Information provided
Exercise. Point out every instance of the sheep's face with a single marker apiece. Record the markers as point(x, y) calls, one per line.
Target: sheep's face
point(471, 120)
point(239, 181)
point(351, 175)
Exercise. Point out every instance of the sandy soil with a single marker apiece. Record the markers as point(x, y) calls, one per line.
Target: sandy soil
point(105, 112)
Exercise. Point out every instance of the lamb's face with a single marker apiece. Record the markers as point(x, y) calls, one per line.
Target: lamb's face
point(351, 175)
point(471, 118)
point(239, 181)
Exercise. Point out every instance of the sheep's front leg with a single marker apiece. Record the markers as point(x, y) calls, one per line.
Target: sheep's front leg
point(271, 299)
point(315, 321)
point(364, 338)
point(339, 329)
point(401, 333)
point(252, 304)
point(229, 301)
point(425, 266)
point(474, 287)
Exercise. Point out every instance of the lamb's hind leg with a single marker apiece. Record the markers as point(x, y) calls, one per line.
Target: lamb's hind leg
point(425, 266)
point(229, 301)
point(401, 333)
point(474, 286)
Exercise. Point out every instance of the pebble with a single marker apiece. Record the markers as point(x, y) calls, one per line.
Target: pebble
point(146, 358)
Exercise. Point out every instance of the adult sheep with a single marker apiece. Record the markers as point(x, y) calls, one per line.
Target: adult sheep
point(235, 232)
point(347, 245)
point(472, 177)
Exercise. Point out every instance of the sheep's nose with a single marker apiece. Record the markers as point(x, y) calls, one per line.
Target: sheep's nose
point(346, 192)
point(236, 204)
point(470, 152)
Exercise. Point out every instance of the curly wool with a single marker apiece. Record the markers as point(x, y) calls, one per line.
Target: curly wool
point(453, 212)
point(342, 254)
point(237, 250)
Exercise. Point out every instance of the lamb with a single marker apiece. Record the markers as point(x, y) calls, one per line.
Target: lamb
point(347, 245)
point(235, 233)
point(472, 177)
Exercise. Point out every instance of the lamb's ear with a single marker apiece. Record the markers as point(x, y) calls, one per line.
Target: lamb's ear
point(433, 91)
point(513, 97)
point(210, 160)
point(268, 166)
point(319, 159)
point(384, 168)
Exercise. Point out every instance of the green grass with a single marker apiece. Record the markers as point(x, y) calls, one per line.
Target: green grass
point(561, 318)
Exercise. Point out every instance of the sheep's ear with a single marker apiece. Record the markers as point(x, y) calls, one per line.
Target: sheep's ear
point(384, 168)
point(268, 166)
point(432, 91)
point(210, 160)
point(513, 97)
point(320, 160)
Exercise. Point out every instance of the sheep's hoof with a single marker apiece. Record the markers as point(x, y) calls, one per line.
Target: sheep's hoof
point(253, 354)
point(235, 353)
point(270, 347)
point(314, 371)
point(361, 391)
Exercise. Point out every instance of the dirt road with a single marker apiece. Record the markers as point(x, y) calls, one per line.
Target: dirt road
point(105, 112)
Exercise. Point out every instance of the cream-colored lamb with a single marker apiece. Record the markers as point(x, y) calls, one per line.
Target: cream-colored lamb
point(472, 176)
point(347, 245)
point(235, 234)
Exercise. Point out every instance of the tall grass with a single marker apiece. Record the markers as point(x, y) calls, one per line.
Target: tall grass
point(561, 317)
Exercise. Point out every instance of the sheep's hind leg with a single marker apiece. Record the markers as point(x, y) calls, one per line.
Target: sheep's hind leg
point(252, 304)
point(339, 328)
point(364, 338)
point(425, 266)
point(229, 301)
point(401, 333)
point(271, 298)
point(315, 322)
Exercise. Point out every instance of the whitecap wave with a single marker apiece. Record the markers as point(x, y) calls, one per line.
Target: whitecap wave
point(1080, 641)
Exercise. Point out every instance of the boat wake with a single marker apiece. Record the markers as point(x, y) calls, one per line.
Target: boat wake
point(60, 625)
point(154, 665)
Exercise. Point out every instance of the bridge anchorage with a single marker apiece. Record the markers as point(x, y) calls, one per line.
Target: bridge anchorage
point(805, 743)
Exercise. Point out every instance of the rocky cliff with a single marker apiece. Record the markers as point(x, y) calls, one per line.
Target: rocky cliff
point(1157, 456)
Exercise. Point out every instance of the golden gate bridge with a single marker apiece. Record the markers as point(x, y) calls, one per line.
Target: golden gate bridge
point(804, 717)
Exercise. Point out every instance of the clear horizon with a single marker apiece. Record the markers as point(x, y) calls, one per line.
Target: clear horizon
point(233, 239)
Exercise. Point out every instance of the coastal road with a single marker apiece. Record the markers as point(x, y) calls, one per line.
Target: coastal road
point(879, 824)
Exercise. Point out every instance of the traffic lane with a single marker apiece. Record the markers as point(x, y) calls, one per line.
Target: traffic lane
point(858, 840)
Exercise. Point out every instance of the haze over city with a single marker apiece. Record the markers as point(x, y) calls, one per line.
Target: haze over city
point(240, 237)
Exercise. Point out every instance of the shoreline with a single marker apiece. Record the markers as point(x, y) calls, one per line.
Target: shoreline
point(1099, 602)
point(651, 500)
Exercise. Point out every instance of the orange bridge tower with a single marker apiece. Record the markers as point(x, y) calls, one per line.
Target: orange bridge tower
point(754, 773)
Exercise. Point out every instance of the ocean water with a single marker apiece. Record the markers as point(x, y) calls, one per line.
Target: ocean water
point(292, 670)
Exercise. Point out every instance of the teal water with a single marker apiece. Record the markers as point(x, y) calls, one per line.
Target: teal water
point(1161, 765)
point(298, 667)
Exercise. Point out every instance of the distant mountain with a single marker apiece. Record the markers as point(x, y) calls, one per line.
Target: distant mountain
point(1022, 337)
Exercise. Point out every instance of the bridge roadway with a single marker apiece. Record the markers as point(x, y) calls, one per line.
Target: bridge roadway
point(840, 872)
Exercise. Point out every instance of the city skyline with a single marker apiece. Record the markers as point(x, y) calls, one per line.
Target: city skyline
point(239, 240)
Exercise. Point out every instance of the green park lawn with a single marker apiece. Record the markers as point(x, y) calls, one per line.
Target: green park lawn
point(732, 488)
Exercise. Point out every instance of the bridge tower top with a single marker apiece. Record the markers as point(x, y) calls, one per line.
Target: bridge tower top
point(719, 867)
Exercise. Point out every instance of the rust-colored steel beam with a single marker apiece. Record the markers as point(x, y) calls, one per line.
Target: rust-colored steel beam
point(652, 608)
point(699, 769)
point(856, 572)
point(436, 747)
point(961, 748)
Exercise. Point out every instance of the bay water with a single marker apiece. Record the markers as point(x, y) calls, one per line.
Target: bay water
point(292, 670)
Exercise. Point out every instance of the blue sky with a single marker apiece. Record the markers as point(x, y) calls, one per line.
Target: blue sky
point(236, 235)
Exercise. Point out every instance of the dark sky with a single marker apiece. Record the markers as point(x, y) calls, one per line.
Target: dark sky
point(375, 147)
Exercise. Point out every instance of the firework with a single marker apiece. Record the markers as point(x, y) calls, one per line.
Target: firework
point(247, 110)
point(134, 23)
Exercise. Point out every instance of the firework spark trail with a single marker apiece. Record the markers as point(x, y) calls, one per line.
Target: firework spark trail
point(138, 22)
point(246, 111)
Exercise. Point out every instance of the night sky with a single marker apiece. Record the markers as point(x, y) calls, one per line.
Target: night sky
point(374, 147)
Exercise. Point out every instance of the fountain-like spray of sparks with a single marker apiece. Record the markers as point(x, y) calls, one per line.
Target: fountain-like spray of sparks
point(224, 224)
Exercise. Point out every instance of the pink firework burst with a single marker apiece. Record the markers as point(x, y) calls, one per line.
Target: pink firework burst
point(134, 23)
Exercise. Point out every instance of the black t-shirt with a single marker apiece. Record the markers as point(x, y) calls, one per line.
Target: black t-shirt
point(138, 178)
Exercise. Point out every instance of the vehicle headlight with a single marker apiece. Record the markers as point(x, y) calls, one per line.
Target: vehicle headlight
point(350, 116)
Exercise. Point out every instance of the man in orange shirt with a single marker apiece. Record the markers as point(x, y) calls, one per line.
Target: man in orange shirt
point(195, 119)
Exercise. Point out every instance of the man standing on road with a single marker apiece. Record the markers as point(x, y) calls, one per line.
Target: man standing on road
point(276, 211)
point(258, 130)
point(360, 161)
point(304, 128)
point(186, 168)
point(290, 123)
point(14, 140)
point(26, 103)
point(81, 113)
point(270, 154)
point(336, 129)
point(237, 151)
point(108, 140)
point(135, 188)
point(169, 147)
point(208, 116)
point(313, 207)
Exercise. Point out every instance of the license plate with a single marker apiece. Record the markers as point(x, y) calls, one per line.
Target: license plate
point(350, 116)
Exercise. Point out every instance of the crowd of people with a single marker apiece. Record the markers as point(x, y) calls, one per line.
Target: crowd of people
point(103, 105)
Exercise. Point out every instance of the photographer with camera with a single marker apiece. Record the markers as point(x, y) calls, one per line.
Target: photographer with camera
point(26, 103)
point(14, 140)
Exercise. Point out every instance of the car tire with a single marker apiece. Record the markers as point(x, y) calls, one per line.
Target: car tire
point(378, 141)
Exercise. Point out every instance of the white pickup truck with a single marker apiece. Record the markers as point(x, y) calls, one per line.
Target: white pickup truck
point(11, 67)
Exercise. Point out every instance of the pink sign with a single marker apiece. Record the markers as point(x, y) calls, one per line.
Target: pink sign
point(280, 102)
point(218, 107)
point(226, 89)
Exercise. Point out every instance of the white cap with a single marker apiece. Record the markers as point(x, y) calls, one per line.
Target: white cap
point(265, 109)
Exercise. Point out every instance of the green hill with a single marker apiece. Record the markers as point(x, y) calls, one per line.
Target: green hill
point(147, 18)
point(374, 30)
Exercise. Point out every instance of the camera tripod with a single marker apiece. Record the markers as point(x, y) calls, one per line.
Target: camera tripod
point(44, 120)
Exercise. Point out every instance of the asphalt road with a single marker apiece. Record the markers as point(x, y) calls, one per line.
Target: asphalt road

Written task
Rewrite the part of the records that opens with the line containing "Exercise. Point out every instance of the lamb's hind" and closes with the line containing "point(146, 358)", replacing "pebble" with "stone" and keeping everything else the same.

Right answer
Exercise. Point out every instance of the lamb's hind leg with a single marker apiece. Record the markers as point(x, y) calls, one per line.
Target: lamb's hind leg
point(425, 266)
point(229, 301)
point(401, 333)
point(474, 286)
Exercise. Point out every instance of the stone with a single marker apiece. Record the markers as point(x, y) calls, one per line.
Target: stone
point(146, 358)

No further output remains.